■ Задание 1 ■
Найдите в записях все строки, в которых встречается слово «points», и перепишите их.

■ Цитируемый текст ■
Однако через несколько недель, когда мы снова заговорили, отец сказал: «Я думал о кофе и о том, как мы начали отдавать его земле. Ты знаешь, что это был сваренный кофе. Там нет фильтра, и если он сильно кипит, то гуща пенится и застревает в носике кофейника. Так что первой чашкой, которую ты наливаешь, ты пробиваешь эту пробку, и этот кофе уже испорчен. Думаю, что поначалу мы делали это, чтобы прочистить носик». Это было все равно как узнать, что вода так и не превратилась в вино: все слова о благодарности, вся эта история о памяти народа сводились на нет – просто к способу слить кофейную гущу?
«Но, знаешь, – добавил он, – так было не всегда. Началось все именно с этого, но потом превратилось во что-то иное. Это стало своего рода проявлением уважения, способом выразить свою благодарность. Одним прекрасным летним утром, я надеюсь, и ты испытаешь от этого радость».
В этом, я думаю, и заключена сила ритуала: она объединяет обыденное и священное. Вода превращается в вино, а кофе – в молитву. Материальное и духовное сливаются воедино, как смешивается кофейная гуща с черноземом, как поднимается и соединяется с утренним туманом пар, идущий от чашки кофе.
Что еще ты можешь предложить земле, у которой есть все? Что еще ты можешь дать ей от себя лично? Семейный ритуал – это то, что помогает обрести свой дом.

■ Задание 2 ■
Замените в отрывке о семейном ритуале «дом» на «очаг» и приведите его часть от слов «Что еще ты можешь предложить» до слов «обрести свой дом.».

■ Исходные записи ■
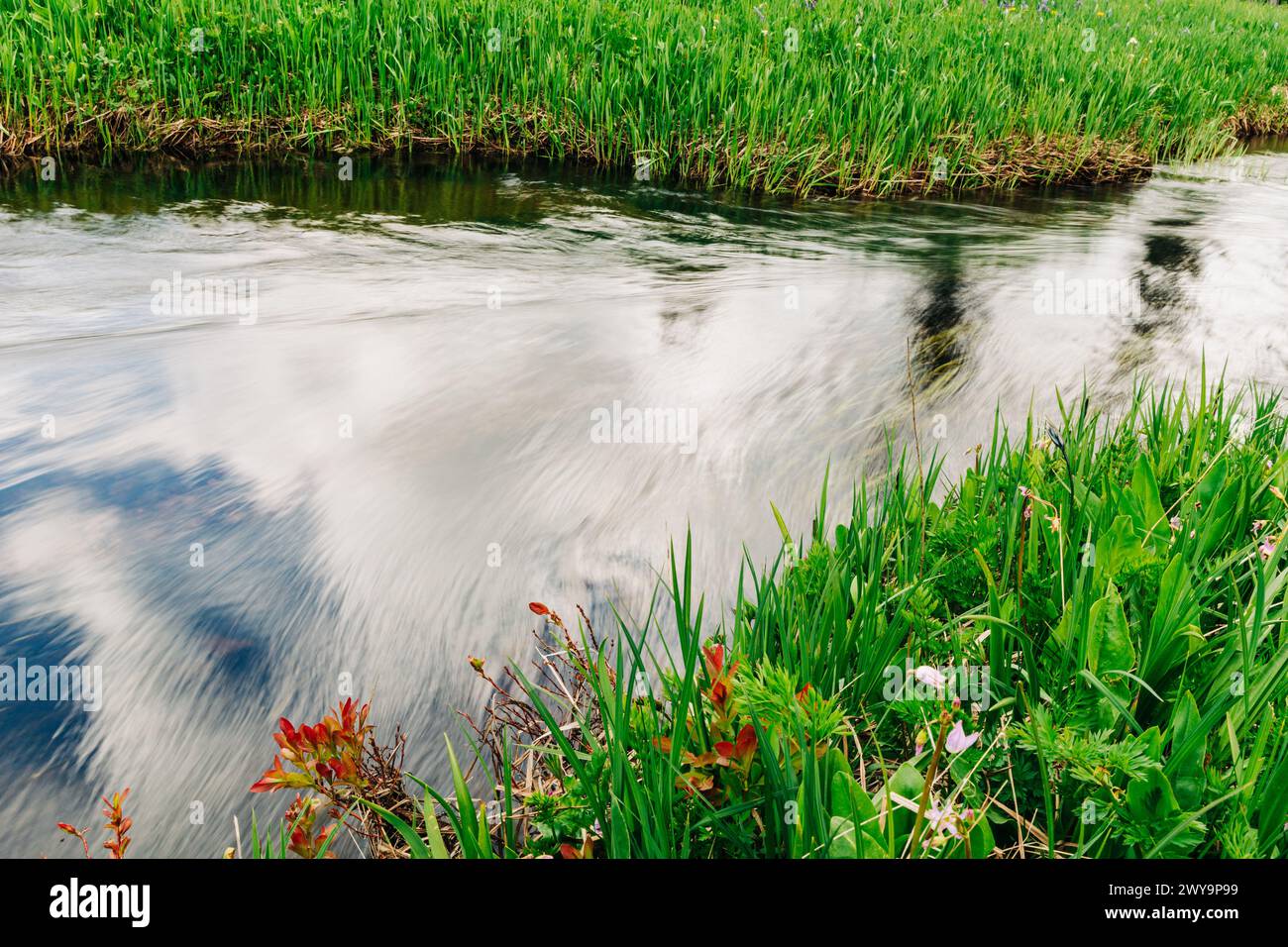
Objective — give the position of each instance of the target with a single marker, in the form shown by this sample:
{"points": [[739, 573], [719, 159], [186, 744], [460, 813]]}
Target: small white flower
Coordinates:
--
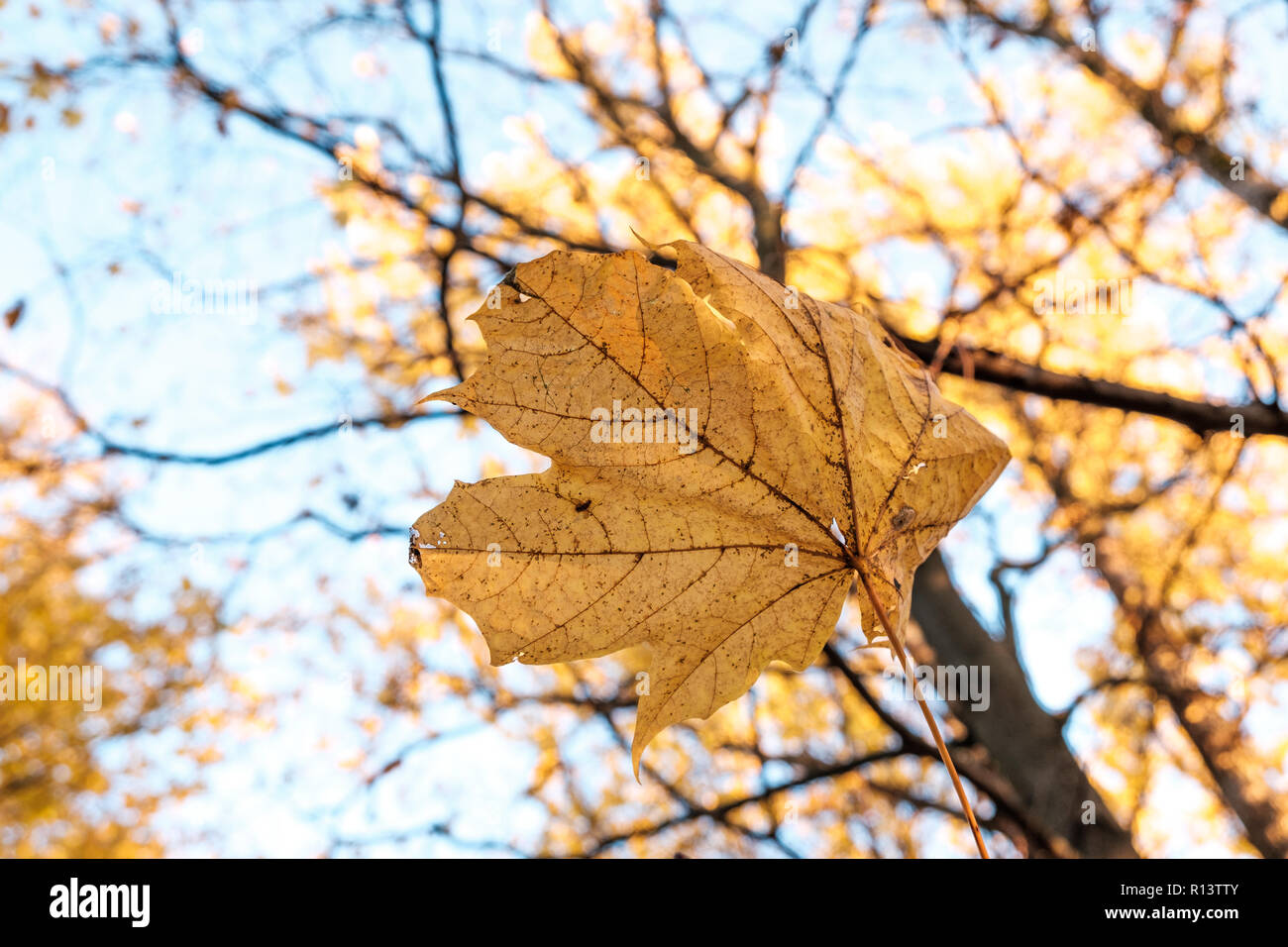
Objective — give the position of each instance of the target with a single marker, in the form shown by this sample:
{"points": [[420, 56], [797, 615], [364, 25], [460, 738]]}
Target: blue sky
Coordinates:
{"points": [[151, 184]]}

■ Ответ на задание 1 ■
{"points": [[739, 573], [719, 159], [186, 744], [460, 813]]}
{"points": [[420, 56], [797, 615], [364, 25], [460, 738]]}
{"points": [[151, 184]]}

■ Ответ на задание 2 ■
Что еще ты можешь предложить земле, у которой есть все? Что еще ты можешь дать ей от себя лично? Семейный ритуал – это то, что помогает обрести свой очаг.